[Exercise objective] Each line below from the one containing "# pin a point on each instance of the man's bare" through the one containing "# Target: stacked white bowl" is to be given again exactly, and no line outside that span.

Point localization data
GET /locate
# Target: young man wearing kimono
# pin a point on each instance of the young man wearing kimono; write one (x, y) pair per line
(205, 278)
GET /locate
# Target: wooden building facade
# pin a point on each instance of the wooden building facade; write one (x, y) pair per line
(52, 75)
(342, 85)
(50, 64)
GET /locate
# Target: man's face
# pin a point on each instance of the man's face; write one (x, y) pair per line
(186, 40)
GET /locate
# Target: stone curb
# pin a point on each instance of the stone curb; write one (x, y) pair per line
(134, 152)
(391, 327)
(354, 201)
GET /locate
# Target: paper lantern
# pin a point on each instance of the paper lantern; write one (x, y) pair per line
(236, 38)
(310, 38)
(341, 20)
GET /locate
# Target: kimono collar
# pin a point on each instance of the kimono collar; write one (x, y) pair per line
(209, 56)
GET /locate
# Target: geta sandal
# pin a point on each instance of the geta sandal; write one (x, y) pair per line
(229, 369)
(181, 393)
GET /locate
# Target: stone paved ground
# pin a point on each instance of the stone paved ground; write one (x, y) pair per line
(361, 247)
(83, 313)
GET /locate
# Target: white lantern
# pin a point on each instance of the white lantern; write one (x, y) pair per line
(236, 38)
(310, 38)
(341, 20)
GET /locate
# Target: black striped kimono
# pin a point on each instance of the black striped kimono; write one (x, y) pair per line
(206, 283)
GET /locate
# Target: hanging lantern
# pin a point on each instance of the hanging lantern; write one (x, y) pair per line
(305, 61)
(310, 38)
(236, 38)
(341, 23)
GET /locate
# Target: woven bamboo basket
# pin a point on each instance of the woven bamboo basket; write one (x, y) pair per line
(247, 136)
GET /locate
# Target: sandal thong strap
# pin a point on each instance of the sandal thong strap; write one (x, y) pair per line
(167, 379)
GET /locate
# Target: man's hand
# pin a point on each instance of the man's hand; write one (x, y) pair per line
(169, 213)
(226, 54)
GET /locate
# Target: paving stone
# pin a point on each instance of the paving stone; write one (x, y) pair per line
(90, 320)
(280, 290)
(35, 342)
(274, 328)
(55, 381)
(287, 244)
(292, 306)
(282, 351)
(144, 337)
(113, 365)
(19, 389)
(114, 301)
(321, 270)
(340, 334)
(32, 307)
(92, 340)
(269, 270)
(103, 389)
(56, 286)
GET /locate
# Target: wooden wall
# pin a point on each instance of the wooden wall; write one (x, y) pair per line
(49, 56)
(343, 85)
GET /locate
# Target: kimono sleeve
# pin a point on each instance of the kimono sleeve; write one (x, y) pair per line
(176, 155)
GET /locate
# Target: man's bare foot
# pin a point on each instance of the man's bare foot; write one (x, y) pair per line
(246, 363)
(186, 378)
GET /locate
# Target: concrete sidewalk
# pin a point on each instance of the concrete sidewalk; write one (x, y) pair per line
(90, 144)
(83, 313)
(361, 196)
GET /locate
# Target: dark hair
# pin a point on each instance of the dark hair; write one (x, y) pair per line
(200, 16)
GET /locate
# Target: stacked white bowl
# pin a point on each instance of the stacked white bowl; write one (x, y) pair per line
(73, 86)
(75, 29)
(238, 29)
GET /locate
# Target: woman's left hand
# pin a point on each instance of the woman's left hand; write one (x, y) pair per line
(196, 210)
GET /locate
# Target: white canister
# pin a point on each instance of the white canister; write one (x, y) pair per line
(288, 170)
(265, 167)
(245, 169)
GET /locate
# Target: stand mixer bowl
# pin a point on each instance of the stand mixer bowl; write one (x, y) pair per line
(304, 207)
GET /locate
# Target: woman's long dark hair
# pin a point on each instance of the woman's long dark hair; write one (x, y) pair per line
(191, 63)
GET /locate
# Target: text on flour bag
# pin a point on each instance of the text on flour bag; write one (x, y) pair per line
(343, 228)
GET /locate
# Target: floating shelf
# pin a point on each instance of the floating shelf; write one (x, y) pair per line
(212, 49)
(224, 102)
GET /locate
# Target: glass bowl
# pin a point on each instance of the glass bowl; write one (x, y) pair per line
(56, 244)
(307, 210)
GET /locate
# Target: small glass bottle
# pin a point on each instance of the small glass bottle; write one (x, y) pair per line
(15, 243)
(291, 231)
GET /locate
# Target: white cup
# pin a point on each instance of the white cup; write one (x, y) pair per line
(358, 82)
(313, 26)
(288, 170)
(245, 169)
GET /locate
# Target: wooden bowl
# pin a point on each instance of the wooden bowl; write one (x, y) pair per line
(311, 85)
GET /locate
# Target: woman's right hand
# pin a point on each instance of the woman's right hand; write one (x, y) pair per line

[Result for this exercise]
# pin a point on each instance of the man's bare foot; write one (x, y) pair per line
(246, 363)
(186, 378)
GET /locate
# Target: concrete sidewalk
# pin a point on each instance of the concrete sidewalk; write one (x, y) pair per line
(90, 144)
(83, 313)
(361, 196)
GET /locate
# Target: dark hair
# pin a point on each instance of the dark hair; write one (x, y) pair per line
(200, 16)
GET /locate
# Target: stacked white bowl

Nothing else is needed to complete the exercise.